- **EXERCISE INSTRUCTIONS**:
Only the lines from the one containing "Practice step: pick out every instance of the car" to the end of the records belong in the output; print them exactly.

Items from a dataset:
* START *
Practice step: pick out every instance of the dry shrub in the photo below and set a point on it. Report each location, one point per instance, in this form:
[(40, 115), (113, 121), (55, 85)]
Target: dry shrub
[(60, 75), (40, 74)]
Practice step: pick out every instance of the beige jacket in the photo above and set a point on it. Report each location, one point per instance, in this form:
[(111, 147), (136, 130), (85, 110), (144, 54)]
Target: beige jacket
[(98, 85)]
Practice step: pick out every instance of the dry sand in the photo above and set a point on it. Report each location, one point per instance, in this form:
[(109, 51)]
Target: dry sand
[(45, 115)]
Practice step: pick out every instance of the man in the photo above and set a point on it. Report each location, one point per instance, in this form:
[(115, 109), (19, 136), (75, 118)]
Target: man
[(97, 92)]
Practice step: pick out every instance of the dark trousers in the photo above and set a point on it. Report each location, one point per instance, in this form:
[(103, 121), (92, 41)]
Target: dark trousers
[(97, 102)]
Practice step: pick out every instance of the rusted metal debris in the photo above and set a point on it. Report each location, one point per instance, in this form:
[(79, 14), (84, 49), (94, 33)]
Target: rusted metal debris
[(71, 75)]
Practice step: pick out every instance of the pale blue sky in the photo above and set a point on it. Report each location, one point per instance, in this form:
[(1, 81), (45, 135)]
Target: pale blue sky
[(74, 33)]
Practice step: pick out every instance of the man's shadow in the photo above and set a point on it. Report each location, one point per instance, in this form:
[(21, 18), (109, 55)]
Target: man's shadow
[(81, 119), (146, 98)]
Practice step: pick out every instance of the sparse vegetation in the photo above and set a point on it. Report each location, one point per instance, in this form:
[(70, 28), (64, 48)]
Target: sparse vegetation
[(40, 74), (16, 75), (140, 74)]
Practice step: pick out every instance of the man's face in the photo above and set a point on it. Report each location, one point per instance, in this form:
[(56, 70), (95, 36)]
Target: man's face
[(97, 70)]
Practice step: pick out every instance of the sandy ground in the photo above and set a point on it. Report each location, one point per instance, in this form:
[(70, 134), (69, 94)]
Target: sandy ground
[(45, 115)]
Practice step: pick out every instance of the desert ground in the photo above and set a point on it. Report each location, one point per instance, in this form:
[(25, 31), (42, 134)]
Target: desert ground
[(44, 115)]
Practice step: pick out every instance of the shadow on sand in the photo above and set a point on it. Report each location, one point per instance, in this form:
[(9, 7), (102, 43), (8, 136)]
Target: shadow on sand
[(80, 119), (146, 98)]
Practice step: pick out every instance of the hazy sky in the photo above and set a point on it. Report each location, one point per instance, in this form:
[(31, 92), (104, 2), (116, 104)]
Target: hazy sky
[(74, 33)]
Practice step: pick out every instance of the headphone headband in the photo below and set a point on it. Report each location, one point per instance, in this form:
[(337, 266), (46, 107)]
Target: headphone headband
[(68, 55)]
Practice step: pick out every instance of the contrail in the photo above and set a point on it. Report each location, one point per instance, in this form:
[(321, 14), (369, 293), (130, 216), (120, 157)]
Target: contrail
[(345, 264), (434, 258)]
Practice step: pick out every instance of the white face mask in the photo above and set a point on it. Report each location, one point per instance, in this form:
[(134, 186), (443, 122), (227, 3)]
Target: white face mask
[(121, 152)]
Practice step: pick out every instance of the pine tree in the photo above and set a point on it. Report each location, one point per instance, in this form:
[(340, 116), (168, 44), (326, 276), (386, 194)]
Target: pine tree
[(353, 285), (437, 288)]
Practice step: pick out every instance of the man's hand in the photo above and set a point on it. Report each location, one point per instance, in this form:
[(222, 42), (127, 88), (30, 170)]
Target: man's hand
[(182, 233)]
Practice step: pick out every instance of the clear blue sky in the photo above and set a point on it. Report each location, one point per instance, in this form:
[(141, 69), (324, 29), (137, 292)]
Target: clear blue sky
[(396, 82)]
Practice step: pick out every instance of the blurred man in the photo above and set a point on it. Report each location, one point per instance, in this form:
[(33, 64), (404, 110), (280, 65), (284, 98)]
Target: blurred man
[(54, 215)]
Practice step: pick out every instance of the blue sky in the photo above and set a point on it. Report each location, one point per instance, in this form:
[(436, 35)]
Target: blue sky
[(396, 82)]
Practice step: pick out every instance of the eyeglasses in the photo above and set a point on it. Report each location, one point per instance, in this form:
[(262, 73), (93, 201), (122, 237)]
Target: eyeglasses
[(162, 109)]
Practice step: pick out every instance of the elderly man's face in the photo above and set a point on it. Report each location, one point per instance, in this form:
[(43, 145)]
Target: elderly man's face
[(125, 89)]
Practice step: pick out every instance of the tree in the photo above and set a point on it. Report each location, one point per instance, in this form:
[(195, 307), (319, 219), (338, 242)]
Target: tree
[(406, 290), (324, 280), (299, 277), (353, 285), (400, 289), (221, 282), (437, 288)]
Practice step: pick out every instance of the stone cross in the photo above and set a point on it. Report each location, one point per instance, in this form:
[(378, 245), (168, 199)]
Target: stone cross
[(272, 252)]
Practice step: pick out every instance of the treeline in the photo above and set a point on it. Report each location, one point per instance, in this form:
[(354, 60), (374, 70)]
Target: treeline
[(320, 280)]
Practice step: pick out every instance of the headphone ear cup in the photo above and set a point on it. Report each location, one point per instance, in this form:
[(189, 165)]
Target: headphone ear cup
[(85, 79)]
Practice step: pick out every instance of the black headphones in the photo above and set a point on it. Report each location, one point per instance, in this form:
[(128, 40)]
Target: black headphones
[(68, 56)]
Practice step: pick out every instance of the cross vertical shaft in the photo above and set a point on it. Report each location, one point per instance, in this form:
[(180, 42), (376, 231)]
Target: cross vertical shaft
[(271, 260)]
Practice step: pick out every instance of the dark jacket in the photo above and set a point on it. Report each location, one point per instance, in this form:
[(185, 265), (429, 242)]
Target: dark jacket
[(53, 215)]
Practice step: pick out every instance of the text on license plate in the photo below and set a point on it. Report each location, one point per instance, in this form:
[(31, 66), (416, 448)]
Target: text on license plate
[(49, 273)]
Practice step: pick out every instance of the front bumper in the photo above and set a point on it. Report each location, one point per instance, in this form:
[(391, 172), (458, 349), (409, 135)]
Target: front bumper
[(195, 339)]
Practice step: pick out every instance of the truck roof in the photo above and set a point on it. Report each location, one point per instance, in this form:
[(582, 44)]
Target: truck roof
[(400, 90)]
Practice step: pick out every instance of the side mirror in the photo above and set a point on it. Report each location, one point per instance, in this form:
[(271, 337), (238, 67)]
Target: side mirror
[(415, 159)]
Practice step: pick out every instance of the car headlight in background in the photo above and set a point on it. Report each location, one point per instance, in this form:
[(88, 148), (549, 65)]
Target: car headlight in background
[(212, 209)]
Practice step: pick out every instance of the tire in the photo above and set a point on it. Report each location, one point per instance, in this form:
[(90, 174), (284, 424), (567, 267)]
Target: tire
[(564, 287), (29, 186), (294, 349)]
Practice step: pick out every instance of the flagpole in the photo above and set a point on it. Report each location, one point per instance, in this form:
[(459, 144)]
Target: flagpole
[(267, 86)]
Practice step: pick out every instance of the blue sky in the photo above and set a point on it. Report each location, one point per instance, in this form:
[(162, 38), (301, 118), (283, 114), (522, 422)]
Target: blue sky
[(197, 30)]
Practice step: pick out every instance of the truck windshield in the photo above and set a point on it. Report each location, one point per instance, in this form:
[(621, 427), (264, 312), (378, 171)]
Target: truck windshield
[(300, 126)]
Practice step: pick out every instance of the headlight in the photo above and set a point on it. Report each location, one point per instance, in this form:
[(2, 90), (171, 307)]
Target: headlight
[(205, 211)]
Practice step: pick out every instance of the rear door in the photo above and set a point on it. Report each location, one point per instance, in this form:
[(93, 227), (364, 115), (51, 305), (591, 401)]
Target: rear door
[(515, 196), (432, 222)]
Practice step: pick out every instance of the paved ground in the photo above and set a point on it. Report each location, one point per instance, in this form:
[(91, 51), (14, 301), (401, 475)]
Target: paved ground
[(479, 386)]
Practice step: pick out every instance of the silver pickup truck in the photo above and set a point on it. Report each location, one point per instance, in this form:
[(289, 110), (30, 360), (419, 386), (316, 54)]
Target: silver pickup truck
* END *
- **THE COMPLETED TASK**:
Practice step: pick out every instance of the car headlight in background in the photo above and set a point on it. Report each location, one point per instance, in this form:
[(88, 148), (549, 65)]
Target: car headlight in background
[(212, 209)]
Practice step: pick out every instance of the tire in the photo above and set a point on it. Report each location, one point per instance, in this form:
[(90, 174), (284, 424), (567, 267)]
Target: tire
[(564, 287), (29, 186), (294, 349)]
Practice step: pick out every instance of the flagpole in the photo above and set a point on it. Report each location, one point per instance, in this form:
[(459, 144)]
Target: flagpole
[(267, 86)]
Practice step: pick out every instance of the blue sky in the photo above and set a point on it. Report each location, one point per instance, in this form:
[(162, 38), (301, 118), (283, 114), (522, 422)]
Target: blue sky
[(197, 30)]
Practice step: pick out every instance of the truck windshield in the photo above and set a point on it. Report each location, one point per instance, in this form:
[(621, 427), (264, 312), (378, 171)]
Target: truck windshield
[(300, 126)]
Practice step: pick out every instance of the headlight in the photo above and set a point on it. Report each location, one point per instance, in this form:
[(2, 90), (171, 307)]
Target: headlight
[(205, 211)]
Practice step: pick out every instance of the rear door in the photo above and set a point on it. Report each location, one point per instance, in this form:
[(93, 227), (364, 115), (51, 305), (591, 401)]
Target: rear door
[(515, 196), (432, 222)]
Practice step: pick out every instance of the paved ground in the photo above and set a point on it. Report each location, one point per instance, in this form:
[(91, 51), (14, 301), (401, 475)]
Target: paved ground
[(479, 386)]
Practice step: pick out every instance of the silver pickup truck in the photo above and set a point on it. Report each location, one point per instance, in this form:
[(289, 110), (30, 360), (419, 386), (316, 54)]
Target: silver pickup truck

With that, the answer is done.